[The problem] Please reproduce the stretch of the estate tax ruling below from "Decedent was trustee" through "Thomas R. Sowell.", word for word.

Docket No. 14216-78.



Kendall O. Schlenker and Patricia Tucker, for the petitioner. Glenn D. Wilkinson, for the respondent.

Decedent was trustee and life income beneficiary of a testamentary trust created by her husband. The trustee could invade the trust corpus in cases of emergency or illness. Held: Power to invade “in cases of emergency” can include occurrences other than maintenance and/or support and hence can have independent significance. Accordingly, decedent's power to invade corpus was a general power of appointment within the meaning of sec. 2041(a)(2), I.R.C. 1954. Kendall O. Schlenker and Patricia Tucker, for the petitioner. Glenn D. Wilkinson, for the respondent.


STERRETT, Judge:, Judge:

By letter dated October 5, 1978, respondent determined a deficiency of $101,104.78 in estate taxes resulting from an adjustment of $319,054.54 increase in the gross estate due to including the corpus of a trust created by Thomas R. Sowell.

[Information given]
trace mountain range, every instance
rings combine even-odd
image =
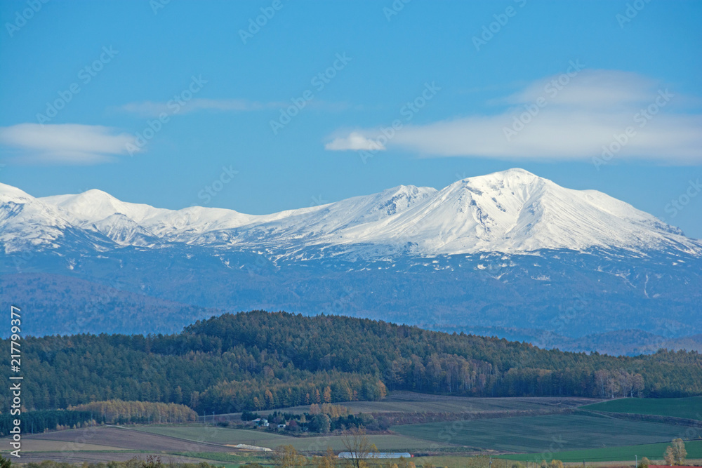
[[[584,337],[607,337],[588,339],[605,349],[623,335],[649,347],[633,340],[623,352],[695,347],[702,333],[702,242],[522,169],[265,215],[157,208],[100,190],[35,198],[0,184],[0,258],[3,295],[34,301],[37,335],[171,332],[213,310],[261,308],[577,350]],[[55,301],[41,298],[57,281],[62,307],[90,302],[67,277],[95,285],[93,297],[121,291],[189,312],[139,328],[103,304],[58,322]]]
* * *
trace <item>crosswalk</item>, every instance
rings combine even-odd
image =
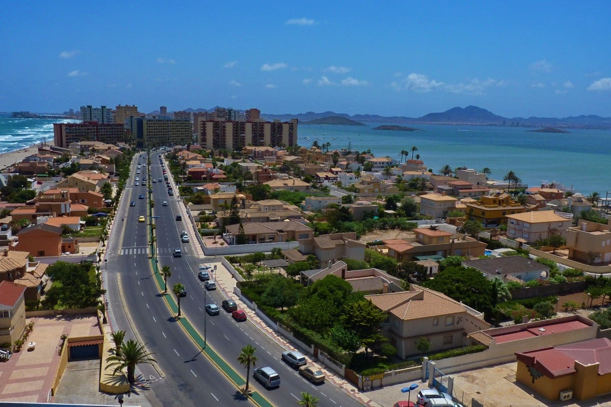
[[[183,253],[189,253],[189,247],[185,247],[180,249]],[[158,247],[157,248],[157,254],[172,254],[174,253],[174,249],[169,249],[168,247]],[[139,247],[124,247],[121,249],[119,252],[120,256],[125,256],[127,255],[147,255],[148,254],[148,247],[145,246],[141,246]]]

[Finished exercise]
Decedent was trustee and life income beneficiary of a testamentary trust created by her husband. The trustee could invade the trust corpus in cases of emergency or illness. Held: Power to invade “in cases of emergency” can include occurrences other than maintenance and/or support and hence can have independent significance. Accordingly, decedent's power to invade corpus was a general power of appointment within the meaning of sec. 2041(a)(2), I.R.C. 1954. Kendall O. Schlenker and Patricia Tucker, for the petitioner. Glenn D. Wilkinson, for the respondent.


STERRETT, Judge:, Judge:

By letter dated October 5, 1978, respondent determined a deficiency of $101,104.78 in estate taxes resulting from an adjustment of $319,054.54 increase in the gross estate due to including the corpus of a trust created by Thomas R. Sowell.